LVwG-650328/2/ZO/CG

Linz, 23.02.2015

Das Landesverwaltungsgericht Oberösterreich hat durch seinen Richter Mag. Gottfried Zöbl über die Beschwerde der Frau G L, geb. x, vertreten durch Rechtsanwalt Dr. A M, X, vom 13.01.2015, gegen den Bescheid der Bezirkshauptmannschaft Urfahr-Umgebung vom 10.12.2014, GZ. VerkR21-246-2014, wegen Entziehung der Lenkberechtigung und begleitender Maßnahmen, folgenden

 

B E S C H L U S S

gefasst:

I. Die Beschwerde wird als verspätet zurückgewiesen.

 

 

II. Gegen diese Entscheidung ist keine ordentliche Revision an den Verwaltungsgerichtshof zulässig.

 

 


 

E n t s c h e i d u n g s g r ü n d e

Zu I.:

1.           Die Bezirkshauptmannschaft Urfahr-Umgebung hat mit dem angefochtenen Bescheid die Lenkberechtigung der Beschwerdeführerin bis einschließlich 05.03.2015 entzogen und angeordnet, dass ihr bis einschließlich 09.04.2017 keine Lenkberechtigung erteilt werden darf. Weiters wurde sie verpflichtet, sich bis zum Ablauf der Entziehungsdauer einer Nachschulung zu unterziehen und es wurde ihr die Beibringung eines amtsärztlichen Gutachtens und einer verkehrspsychologischen Stellungnahme angeordnet. Es wurde ihr das Recht aberkannt, während der Dauer der Entziehung von einer ausländischen Lenkberechtigung in Österreich Gebrauch zu machen und einer allfälligen Beschwerde gegen diesen Bescheid wurde die aufschiebende Wirkung aberkannt.

 

2. In der dagegen am 13.01.2015 per E-Mail eingebrachten Beschwerde führte die Beschwerdeführerin zusammengefasst aus, dass die Bestrafung wegen der angeblichen Verwaltungsübertretung gemäß § 99 Abs.1b StVO zu Unrecht ergangen sei. Das Straferkenntnis sei nur deshalb rechtskräftig geworden, weil die Beschwerdeführerin in Unkenntnis und unter behördlichem Druck einen Rechtsmittelverzicht abgegeben habe. Tatsächlich habe sie sich niemals geweigert, die Atemluft untersuchen zu lassen, sondern habe tatsächlich einen Alkotest absolviert.

 

Für die gegenständliche Übertretung würde die Mindestentzugsdauer 8 Monate betragen. Sie habe den Alkoholgrenzwert von 0,4 mg/l nur gering überschritten, sodass der Ausspruch einer Entziehung in der Dauer von 30 Monaten weder tat- noch schuldangemessen sei.

::::

ZIEL A ::
Geben Sie aus den Datensätzen die Zeilen von der Zeile mit „Zoom in on row“ bis einschließlich der Zeile mit „59, 271, 74]]“ unverändert wieder.

::::

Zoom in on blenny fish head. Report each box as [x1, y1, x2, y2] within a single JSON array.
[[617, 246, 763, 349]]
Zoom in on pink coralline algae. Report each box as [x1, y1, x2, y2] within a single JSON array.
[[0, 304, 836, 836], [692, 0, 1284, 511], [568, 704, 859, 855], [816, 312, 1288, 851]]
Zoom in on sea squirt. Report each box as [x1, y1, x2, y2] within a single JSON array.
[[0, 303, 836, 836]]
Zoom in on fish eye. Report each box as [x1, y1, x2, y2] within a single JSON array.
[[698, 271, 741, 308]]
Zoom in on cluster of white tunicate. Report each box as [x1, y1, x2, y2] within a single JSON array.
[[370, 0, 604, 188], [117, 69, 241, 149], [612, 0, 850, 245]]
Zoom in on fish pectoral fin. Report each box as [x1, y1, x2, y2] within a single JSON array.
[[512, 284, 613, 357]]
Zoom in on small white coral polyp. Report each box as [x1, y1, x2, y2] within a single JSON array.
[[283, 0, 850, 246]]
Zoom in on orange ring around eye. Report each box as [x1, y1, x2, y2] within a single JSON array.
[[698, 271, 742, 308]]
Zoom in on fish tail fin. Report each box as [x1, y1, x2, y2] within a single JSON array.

::::

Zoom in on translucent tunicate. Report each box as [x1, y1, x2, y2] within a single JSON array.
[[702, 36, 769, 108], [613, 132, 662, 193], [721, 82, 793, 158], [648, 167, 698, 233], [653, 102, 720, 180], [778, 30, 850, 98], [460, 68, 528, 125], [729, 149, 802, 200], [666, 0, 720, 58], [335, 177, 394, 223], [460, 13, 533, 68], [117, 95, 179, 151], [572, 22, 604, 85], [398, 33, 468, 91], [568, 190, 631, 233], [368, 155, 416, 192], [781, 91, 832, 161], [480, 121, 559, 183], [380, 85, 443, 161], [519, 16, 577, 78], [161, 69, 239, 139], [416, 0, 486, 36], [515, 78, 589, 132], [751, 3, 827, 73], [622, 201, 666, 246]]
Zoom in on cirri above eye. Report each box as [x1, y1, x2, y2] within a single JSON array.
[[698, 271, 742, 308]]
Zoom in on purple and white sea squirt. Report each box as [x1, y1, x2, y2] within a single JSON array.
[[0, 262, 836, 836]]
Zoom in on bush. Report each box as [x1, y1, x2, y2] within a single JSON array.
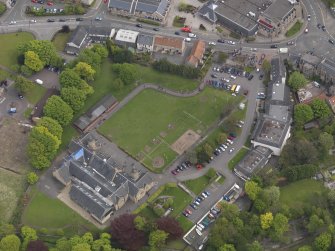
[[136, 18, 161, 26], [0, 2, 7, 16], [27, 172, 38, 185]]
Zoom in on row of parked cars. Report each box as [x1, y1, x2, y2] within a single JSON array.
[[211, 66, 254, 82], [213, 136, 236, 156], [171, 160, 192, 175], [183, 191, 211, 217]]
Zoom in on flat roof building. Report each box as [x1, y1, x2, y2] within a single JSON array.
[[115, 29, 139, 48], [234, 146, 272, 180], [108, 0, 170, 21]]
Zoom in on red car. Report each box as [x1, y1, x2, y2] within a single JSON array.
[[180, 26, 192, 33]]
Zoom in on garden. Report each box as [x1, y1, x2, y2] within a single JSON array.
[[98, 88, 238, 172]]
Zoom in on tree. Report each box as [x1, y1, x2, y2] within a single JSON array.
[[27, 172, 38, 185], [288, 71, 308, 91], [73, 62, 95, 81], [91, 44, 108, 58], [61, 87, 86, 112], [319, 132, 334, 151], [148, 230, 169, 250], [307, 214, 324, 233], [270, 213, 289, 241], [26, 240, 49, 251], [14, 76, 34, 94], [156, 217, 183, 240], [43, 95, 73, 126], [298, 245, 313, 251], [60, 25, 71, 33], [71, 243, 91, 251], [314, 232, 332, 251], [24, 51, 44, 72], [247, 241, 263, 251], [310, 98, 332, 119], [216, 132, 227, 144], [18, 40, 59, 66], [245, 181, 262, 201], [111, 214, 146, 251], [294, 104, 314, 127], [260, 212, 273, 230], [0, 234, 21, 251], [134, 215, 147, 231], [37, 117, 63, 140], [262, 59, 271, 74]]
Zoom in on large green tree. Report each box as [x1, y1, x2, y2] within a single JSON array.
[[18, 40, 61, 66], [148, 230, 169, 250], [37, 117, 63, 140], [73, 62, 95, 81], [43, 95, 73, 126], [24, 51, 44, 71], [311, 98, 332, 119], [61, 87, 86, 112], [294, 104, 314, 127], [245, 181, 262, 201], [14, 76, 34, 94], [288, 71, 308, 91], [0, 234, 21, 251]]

::::

ZIEL B ::
Schreiben Sie aus dem bereitgestellten Auszug den Abschnitt von „I. Die Beschwerde“ bis einschließlich „den Verwaltungsgerichtshof zulässig.“ wortgetreu ab.

ANTWORT ZUR ÜBUNG A ::
Zoom in on row of parked cars. Report each box as [x1, y1, x2, y2] within a single JSON array.
[[211, 66, 254, 82], [213, 136, 236, 156], [171, 160, 192, 175], [183, 191, 211, 217]]
Zoom in on flat roof building. Report each box as [x1, y1, x2, y2] within a single JSON array.
[[115, 29, 139, 48], [234, 146, 272, 180], [108, 0, 170, 21]]
Zoom in on red car. Report each box as [x1, y1, x2, y2] within a single JSON array.
[[180, 26, 192, 33]]
Zoom in on garden. Report each box as [x1, y1, x2, y2] within a single JSON array.
[[98, 88, 238, 172]]
Zoom in on tree. Report each box as [x1, y1, x2, y2] within a single JSON array.
[[27, 172, 38, 185], [288, 71, 308, 91], [73, 62, 95, 81], [91, 44, 108, 58], [61, 87, 86, 112], [319, 132, 334, 151], [148, 230, 169, 250], [307, 214, 324, 233], [270, 213, 289, 241], [26, 240, 49, 251], [14, 76, 34, 94], [156, 217, 183, 240], [43, 95, 73, 126], [298, 245, 313, 251], [60, 25, 71, 33], [71, 243, 91, 251], [314, 232, 332, 251], [24, 51, 44, 72], [247, 241, 263, 251], [310, 98, 332, 119], [216, 132, 227, 144], [18, 40, 59, 66], [245, 181, 262, 201], [111, 214, 146, 251], [294, 104, 314, 127], [260, 212, 273, 230], [0, 234, 21, 251], [134, 215, 147, 231], [37, 117, 63, 140], [262, 59, 271, 74]]

ANTWORT ZUR ÜBUNG B ::
I. Die Beschwerde wird als verspätet zurückgewiesen.

 

 

II. Gegen diese Entscheidung ist keine ordentliche Revision an den Verwaltungsgerichtshof zulässig.